Provided entries:
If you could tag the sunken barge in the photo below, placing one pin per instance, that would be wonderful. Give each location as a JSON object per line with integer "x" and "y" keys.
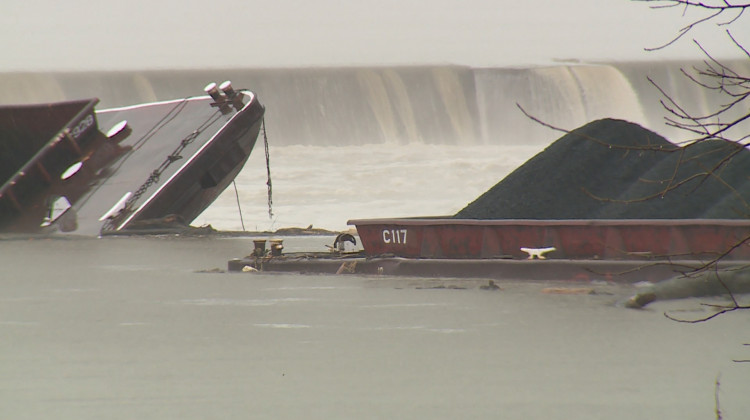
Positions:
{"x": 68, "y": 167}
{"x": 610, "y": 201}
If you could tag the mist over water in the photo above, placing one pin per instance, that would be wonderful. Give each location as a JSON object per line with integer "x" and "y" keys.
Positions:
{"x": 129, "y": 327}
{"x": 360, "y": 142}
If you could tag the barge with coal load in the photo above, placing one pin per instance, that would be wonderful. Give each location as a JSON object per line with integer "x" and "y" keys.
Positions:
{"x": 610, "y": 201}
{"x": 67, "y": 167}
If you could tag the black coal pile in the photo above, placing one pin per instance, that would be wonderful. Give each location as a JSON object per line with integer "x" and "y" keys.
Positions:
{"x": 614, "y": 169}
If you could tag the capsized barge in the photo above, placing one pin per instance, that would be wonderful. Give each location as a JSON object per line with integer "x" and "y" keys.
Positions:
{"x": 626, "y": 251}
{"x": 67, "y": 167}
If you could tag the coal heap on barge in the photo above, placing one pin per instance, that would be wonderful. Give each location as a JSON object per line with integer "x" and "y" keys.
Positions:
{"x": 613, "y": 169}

==

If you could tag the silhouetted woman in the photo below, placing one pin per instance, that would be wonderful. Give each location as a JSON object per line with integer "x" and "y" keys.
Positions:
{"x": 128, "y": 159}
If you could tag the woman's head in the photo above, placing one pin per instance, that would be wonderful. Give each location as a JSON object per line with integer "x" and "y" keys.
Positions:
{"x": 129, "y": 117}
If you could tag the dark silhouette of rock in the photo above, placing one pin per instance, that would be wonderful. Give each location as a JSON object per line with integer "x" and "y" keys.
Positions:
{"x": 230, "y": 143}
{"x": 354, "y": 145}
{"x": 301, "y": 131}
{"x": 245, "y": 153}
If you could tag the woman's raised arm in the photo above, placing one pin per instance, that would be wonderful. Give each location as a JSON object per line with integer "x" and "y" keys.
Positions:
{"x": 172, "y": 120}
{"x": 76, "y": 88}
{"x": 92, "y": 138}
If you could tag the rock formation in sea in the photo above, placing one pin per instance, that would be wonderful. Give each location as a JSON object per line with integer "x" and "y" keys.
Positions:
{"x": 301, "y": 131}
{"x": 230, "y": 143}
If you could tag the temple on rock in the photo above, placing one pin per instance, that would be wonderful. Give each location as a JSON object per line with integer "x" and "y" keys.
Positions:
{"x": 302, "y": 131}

The problem:
Count the lines in the entries above that contain the word "below". Reply with the number only.

Output of the task:
2